## Task set
**1)** For each statement, say yes or no according to the tutorial below on finding common lines between two files, and quote the words of the tutorial that decide it: (a) The comm command compares sorted files line by line. (b) The -12 option makes comm output only the lines unique to each file. (c) In the awk command, a common line's count in the lines array is increased after the line is printed.
**2)** Retype the passage of the tutorial below on finding common lines between two files that runs between "In Linux, the" and "array is decreased.", inclusive.

## Source text
--- start ---

Now, let’s view the file2.txt contents:

$ cat file2.txt
23
56
67
87
2574
69
d23d
180
245
92
200

After the intersection of lines between file1.txt and file2.txt, the expected results consist of the following common lines:

67
180
92

Next, let’s proceed with the tutorial to explore various approaches to achieve comparable outcomes.

3. Using comm

To begin with, we can use the comm command to find the common intersecting of lines between two files in Linux.

The comm command compares sorted files line by line, highlighting unique lines or common lines shared between the files. Its uses include data comparison to spot similarities and differences and finding unique lines in each file. Furthermore, it supports identifying common lines, validating data integrity, and facilitating scripting and automation tasks.

In summary, comm is crucial for data analysis, validation, and scripting operations in Linux environments.

Now, let’s execute the command in the terminal:

$ comm -12 <(sort file1.txt) <(sort file2.txt)
180
67
92

This code finds and displays the common lines between two sorted files in Linux. It leverages the comm command for line-by-line comparison and process substitutions with sort to ensure it sorts the files before comparison. Next, the -12 option specifically instructs comm to output only the intersecting lines. Thus providing a straightforward way to identify shared content between the two files.

4. Using awk

Similarly, we can use the awk command in Linux to discover the common intersecting lines between two files.

Now, let’s take a look at the code and execute it:

$ awk 'NR==FNR { lines[$0] += 1; next } lines[$0] {print; lines[$0] -= 1}' file1.txt file2.txt
67
180
92

In Linux, the awk command identifies and prints the common lines between files, file1.txt and file2.txt.

Next, let’s break down each part of the command and its functionality:

NR==FNR { lines[$0] += 1; next } this pattern in awk processes file1.txt, storing each line as a key in the lines array with a count increment for duplicates.
lines[$0] this checks if the current line from file2.txt exists as a key in the lines array.
{print; lines[$0] -= 1} if a common line is found, it’s printed, and its count in the lines array is decreased.

--- end ---

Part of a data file
--- start ---

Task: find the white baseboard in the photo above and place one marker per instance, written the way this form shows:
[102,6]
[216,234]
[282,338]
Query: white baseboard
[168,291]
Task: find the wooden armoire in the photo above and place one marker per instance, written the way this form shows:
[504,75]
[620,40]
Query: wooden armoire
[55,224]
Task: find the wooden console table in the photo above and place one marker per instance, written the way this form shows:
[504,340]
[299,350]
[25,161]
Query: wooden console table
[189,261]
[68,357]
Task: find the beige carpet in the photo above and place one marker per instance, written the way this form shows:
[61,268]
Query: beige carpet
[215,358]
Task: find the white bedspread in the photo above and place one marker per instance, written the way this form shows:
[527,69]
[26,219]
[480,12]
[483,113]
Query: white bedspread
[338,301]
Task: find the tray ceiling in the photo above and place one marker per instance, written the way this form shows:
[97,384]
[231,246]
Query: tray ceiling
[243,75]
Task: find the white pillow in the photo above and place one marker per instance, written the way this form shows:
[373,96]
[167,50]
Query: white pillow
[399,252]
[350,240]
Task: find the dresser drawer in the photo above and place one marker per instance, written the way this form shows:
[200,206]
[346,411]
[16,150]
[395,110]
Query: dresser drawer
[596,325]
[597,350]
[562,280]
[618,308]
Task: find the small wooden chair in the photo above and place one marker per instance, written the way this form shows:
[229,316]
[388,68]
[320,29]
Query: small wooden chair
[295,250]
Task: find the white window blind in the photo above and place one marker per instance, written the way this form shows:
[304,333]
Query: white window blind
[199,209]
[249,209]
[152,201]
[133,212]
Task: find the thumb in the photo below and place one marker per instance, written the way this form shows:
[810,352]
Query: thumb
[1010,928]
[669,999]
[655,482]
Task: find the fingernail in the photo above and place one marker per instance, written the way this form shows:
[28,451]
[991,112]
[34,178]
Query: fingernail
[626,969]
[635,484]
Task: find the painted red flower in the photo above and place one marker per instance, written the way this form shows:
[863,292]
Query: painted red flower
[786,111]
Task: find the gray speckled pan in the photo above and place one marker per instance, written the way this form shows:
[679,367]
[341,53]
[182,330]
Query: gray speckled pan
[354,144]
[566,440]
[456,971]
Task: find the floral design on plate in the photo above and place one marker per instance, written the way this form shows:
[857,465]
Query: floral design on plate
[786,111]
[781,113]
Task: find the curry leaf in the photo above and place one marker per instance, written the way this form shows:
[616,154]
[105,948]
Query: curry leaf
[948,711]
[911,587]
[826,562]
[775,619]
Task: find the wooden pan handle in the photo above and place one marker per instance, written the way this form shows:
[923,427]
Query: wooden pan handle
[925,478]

--- end ---

## Task responses
**1)**
(a) Yes: "The comm command compares sorted files line by line"
(b) No: "the -12 option specifically instructs comm to output only the intersecting lines"
(c) No: "if a common line is found, it’s printed, and its count in the lines array is decreased."

**2)**
In Linux, the awk command identifies and prints the common lines between files, file1.txt and file2.txt.

Next, let’s break down each part of the command and its functionality:

NR==FNR { lines[$0] += 1; next } this pattern in awk processes file1.txt, storing each line as a key in the lines array with a count increment for duplicates.
lines[$0] this checks if the current line from file2.txt exists as a key in the lines array.
{print; lines[$0] -= 1} if a common line is found, it’s printed, and its count in the lines array is decreased.